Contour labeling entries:

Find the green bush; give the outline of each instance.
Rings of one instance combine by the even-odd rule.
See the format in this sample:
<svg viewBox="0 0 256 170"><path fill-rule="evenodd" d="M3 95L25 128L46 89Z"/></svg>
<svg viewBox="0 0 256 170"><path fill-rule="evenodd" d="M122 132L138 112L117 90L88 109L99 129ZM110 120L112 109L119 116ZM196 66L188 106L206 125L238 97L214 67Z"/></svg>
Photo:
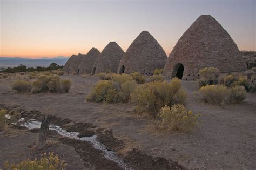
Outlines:
<svg viewBox="0 0 256 170"><path fill-rule="evenodd" d="M143 84L146 81L146 78L138 71L134 72L130 75L133 78L133 79L138 84Z"/></svg>
<svg viewBox="0 0 256 170"><path fill-rule="evenodd" d="M37 76L35 75L35 74L30 74L28 76L28 77L30 79L33 79L36 78L37 77Z"/></svg>
<svg viewBox="0 0 256 170"><path fill-rule="evenodd" d="M132 77L124 73L122 74L113 74L111 78L113 81L117 83L120 86L127 81L133 80Z"/></svg>
<svg viewBox="0 0 256 170"><path fill-rule="evenodd" d="M156 115L156 94L149 88L148 84L137 86L131 94L131 100L136 104L136 109L139 112L146 112L150 117L153 117Z"/></svg>
<svg viewBox="0 0 256 170"><path fill-rule="evenodd" d="M154 71L154 75L159 75L163 74L163 72L164 72L163 69L157 69Z"/></svg>
<svg viewBox="0 0 256 170"><path fill-rule="evenodd" d="M5 114L7 114L6 110L0 110L0 132L4 130L5 127Z"/></svg>
<svg viewBox="0 0 256 170"><path fill-rule="evenodd" d="M228 75L223 78L223 83L224 85L227 87L232 86L234 81L235 79L233 75Z"/></svg>
<svg viewBox="0 0 256 170"><path fill-rule="evenodd" d="M147 82L164 81L165 78L161 74L150 76L147 79Z"/></svg>
<svg viewBox="0 0 256 170"><path fill-rule="evenodd" d="M107 91L111 89L114 89L112 81L100 80L93 87L91 93L86 97L86 100L87 101L105 101Z"/></svg>
<svg viewBox="0 0 256 170"><path fill-rule="evenodd" d="M62 92L65 93L68 93L70 87L71 87L72 82L71 80L68 79L62 79L61 80L61 90Z"/></svg>
<svg viewBox="0 0 256 170"><path fill-rule="evenodd" d="M39 159L36 158L34 160L31 160L28 159L16 165L10 165L8 161L5 161L4 169L64 170L66 169L67 165L64 160L59 159L57 154L49 152L48 154L45 153L41 155Z"/></svg>
<svg viewBox="0 0 256 170"><path fill-rule="evenodd" d="M127 81L121 85L122 91L123 93L124 101L127 101L130 99L130 96L135 88L138 86L135 80Z"/></svg>
<svg viewBox="0 0 256 170"><path fill-rule="evenodd" d="M218 78L220 74L219 69L214 67L205 67L199 70L200 78L199 79L199 86L218 84Z"/></svg>
<svg viewBox="0 0 256 170"><path fill-rule="evenodd" d="M15 80L12 85L12 90L16 91L18 93L30 92L31 89L30 82L18 79Z"/></svg>
<svg viewBox="0 0 256 170"><path fill-rule="evenodd" d="M205 102L222 105L228 100L230 90L223 85L212 85L203 86L199 93Z"/></svg>
<svg viewBox="0 0 256 170"><path fill-rule="evenodd" d="M171 108L165 106L162 107L160 117L164 123L174 130L181 130L185 132L191 131L198 124L199 114L193 114L191 111L187 111L181 104L173 105Z"/></svg>
<svg viewBox="0 0 256 170"><path fill-rule="evenodd" d="M170 83L155 81L144 84L137 87L131 94L131 101L136 104L139 112L145 111L154 117L162 107L183 104L186 97L186 92L181 89L181 81L178 78L173 79Z"/></svg>
<svg viewBox="0 0 256 170"><path fill-rule="evenodd" d="M106 103L120 103L123 100L123 95L122 92L114 89L109 89L106 94L105 101Z"/></svg>
<svg viewBox="0 0 256 170"><path fill-rule="evenodd" d="M240 76L237 80L236 80L233 83L233 86L241 86L245 88L247 91L249 91L250 90L250 84L247 80L246 76Z"/></svg>
<svg viewBox="0 0 256 170"><path fill-rule="evenodd" d="M244 86L234 86L231 87L231 92L229 97L231 103L240 103L245 99L246 91Z"/></svg>

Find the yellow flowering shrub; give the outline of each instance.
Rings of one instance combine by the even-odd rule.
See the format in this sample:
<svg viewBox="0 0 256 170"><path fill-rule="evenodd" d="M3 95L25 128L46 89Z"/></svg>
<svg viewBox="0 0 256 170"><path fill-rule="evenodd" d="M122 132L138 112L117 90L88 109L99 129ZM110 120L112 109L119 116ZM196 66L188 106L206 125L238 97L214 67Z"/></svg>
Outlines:
<svg viewBox="0 0 256 170"><path fill-rule="evenodd" d="M155 81L146 83L136 87L131 94L131 101L135 103L139 111L146 111L156 117L162 107L183 104L187 94L181 88L181 83L178 78L170 83ZM148 101L145 101L148 100ZM149 103L150 106L149 106Z"/></svg>
<svg viewBox="0 0 256 170"><path fill-rule="evenodd" d="M21 79L14 81L12 85L12 90L15 90L18 93L30 92L31 89L31 84L30 82Z"/></svg>
<svg viewBox="0 0 256 170"><path fill-rule="evenodd" d="M198 125L199 114L193 114L191 111L188 111L184 106L178 104L171 108L167 106L163 107L159 115L163 122L172 129L189 132Z"/></svg>
<svg viewBox="0 0 256 170"><path fill-rule="evenodd" d="M64 170L67 165L64 160L60 160L58 155L55 155L53 152L49 152L48 154L45 153L41 155L39 159L28 159L16 165L10 165L8 161L4 162L6 170Z"/></svg>
<svg viewBox="0 0 256 170"><path fill-rule="evenodd" d="M199 93L206 103L222 105L228 100L230 90L223 85L211 85L201 87Z"/></svg>
<svg viewBox="0 0 256 170"><path fill-rule="evenodd" d="M140 74L139 72L136 71L130 74L133 78L133 79L138 84L143 84L146 81L146 78L144 76Z"/></svg>
<svg viewBox="0 0 256 170"><path fill-rule="evenodd" d="M132 81L133 80L132 77L127 74L113 74L111 76L113 81L117 83L119 85L122 85L127 81Z"/></svg>

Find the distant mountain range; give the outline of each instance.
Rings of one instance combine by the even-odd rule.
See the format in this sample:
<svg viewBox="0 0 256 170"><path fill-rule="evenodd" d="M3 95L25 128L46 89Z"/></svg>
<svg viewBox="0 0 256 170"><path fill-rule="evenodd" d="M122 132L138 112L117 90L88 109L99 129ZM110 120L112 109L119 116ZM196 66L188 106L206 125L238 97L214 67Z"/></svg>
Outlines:
<svg viewBox="0 0 256 170"><path fill-rule="evenodd" d="M38 66L48 66L52 63L64 65L69 59L68 57L58 56L54 58L43 57L39 59L25 58L22 57L0 57L0 67L14 67L22 64L28 67Z"/></svg>

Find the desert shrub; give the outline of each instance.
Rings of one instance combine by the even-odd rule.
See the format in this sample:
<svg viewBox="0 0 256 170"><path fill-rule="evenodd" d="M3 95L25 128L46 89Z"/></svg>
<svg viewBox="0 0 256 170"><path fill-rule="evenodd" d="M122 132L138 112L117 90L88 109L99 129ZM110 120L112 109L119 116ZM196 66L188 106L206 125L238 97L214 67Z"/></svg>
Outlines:
<svg viewBox="0 0 256 170"><path fill-rule="evenodd" d="M65 169L67 164L63 160L60 160L57 154L53 152L48 154L41 155L40 159L31 160L29 159L16 165L10 165L8 161L4 162L4 168L6 170L11 169L42 169L42 170L63 170Z"/></svg>
<svg viewBox="0 0 256 170"><path fill-rule="evenodd" d="M58 70L57 72L57 74L59 76L62 76L62 75L64 75L64 72L63 71Z"/></svg>
<svg viewBox="0 0 256 170"><path fill-rule="evenodd" d="M200 78L199 79L200 87L207 85L218 84L218 78L220 72L219 69L215 67L205 67L199 70Z"/></svg>
<svg viewBox="0 0 256 170"><path fill-rule="evenodd" d="M145 76L140 74L139 72L134 72L130 75L133 78L133 79L138 82L138 84L143 84L146 81L146 78Z"/></svg>
<svg viewBox="0 0 256 170"><path fill-rule="evenodd" d="M92 89L91 93L86 96L87 101L105 101L107 91L113 89L113 82L110 80L100 80Z"/></svg>
<svg viewBox="0 0 256 170"><path fill-rule="evenodd" d="M6 110L0 110L0 132L4 130L5 127L5 114L7 114L7 111Z"/></svg>
<svg viewBox="0 0 256 170"><path fill-rule="evenodd" d="M223 83L228 87L231 87L235 79L233 75L227 75L223 78Z"/></svg>
<svg viewBox="0 0 256 170"><path fill-rule="evenodd" d="M125 101L130 99L130 95L138 86L137 81L135 80L127 81L121 85L122 91L123 93L123 98Z"/></svg>
<svg viewBox="0 0 256 170"><path fill-rule="evenodd" d="M37 77L37 76L35 74L30 74L28 76L28 77L30 79L33 79L35 78L36 78Z"/></svg>
<svg viewBox="0 0 256 170"><path fill-rule="evenodd" d="M25 72L20 72L19 73L19 75L22 75L22 75L25 75L25 74L26 74L26 73L25 73Z"/></svg>
<svg viewBox="0 0 256 170"><path fill-rule="evenodd" d="M148 84L137 86L131 94L131 100L136 103L136 110L139 112L146 112L149 116L154 117L157 114L154 107L156 94L149 88Z"/></svg>
<svg viewBox="0 0 256 170"><path fill-rule="evenodd" d="M106 103L120 103L123 101L123 93L120 91L111 88L106 94L105 101Z"/></svg>
<svg viewBox="0 0 256 170"><path fill-rule="evenodd" d="M183 105L177 104L171 108L163 107L159 115L172 129L189 132L198 125L199 114L193 114Z"/></svg>
<svg viewBox="0 0 256 170"><path fill-rule="evenodd" d="M229 97L232 103L239 103L246 97L246 91L244 86L234 86L231 88L231 92Z"/></svg>
<svg viewBox="0 0 256 170"><path fill-rule="evenodd" d="M247 91L250 91L250 84L246 76L240 75L237 79L232 84L233 86L241 86L245 88Z"/></svg>
<svg viewBox="0 0 256 170"><path fill-rule="evenodd" d="M137 87L131 94L131 101L136 104L139 112L147 112L154 117L162 107L183 104L186 97L186 92L181 89L181 81L178 78L173 79L170 83L146 83Z"/></svg>
<svg viewBox="0 0 256 170"><path fill-rule="evenodd" d="M154 75L163 74L163 72L164 72L163 69L157 69L154 70Z"/></svg>
<svg viewBox="0 0 256 170"><path fill-rule="evenodd" d="M18 93L27 92L31 90L31 84L29 81L18 79L12 83L12 90Z"/></svg>
<svg viewBox="0 0 256 170"><path fill-rule="evenodd" d="M161 74L155 74L149 77L147 79L147 82L163 81L164 79L164 76Z"/></svg>
<svg viewBox="0 0 256 170"><path fill-rule="evenodd" d="M230 91L223 85L212 85L203 86L199 90L203 100L206 103L222 105L228 100Z"/></svg>
<svg viewBox="0 0 256 170"><path fill-rule="evenodd" d="M133 80L132 77L127 74L113 74L111 76L112 80L114 82L118 83L119 85L122 85L127 81L132 81Z"/></svg>
<svg viewBox="0 0 256 170"><path fill-rule="evenodd" d="M82 78L86 78L87 77L87 74L83 74L81 76Z"/></svg>

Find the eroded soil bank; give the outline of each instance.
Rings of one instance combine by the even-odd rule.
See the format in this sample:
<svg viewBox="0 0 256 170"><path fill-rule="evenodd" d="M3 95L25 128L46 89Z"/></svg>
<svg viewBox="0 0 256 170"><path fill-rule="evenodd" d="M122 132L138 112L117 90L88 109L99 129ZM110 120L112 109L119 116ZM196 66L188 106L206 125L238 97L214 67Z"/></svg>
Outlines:
<svg viewBox="0 0 256 170"><path fill-rule="evenodd" d="M81 134L97 133L96 129L99 131L103 129L99 140L104 141L106 137L112 136L122 141L123 145L108 142L111 144L106 145L124 155L129 152L133 152L131 155L138 155L136 152L139 151L152 158L178 161L188 168L256 168L255 94L248 94L241 104L213 106L200 100L196 93L198 89L195 81L183 81L188 94L186 107L201 115L200 128L192 133L184 134L159 131L154 120L138 116L134 112L134 106L129 103L85 102L85 96L98 80L96 77L63 77L72 80L73 84L69 93L57 94L17 94L10 87L14 79L0 79L0 103L12 110L38 111L73 123L97 126L86 128L87 131ZM136 165L136 160L133 161Z"/></svg>

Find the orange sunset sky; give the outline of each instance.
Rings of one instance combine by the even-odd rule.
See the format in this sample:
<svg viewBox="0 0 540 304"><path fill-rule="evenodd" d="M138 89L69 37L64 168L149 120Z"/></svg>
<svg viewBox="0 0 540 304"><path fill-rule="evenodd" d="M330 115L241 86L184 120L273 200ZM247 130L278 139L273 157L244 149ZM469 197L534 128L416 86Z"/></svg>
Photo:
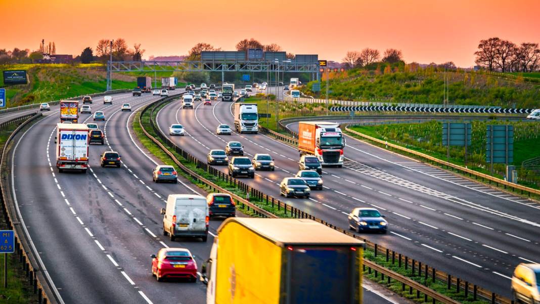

**Brief**.
Update the lines from the line with "Find the orange" up to and including the line with "89L69 37L64 168L149" so that "sunset" becomes "evening", keeping everything else unchanged. Return only those lines.

**Written reply**.
Find the orange evening sky; give the outline of each instance.
Rings of one instance combine by the even-odd rule.
See the format in this sample:
<svg viewBox="0 0 540 304"><path fill-rule="evenodd" d="M138 89L69 37L64 168L149 120Z"/></svg>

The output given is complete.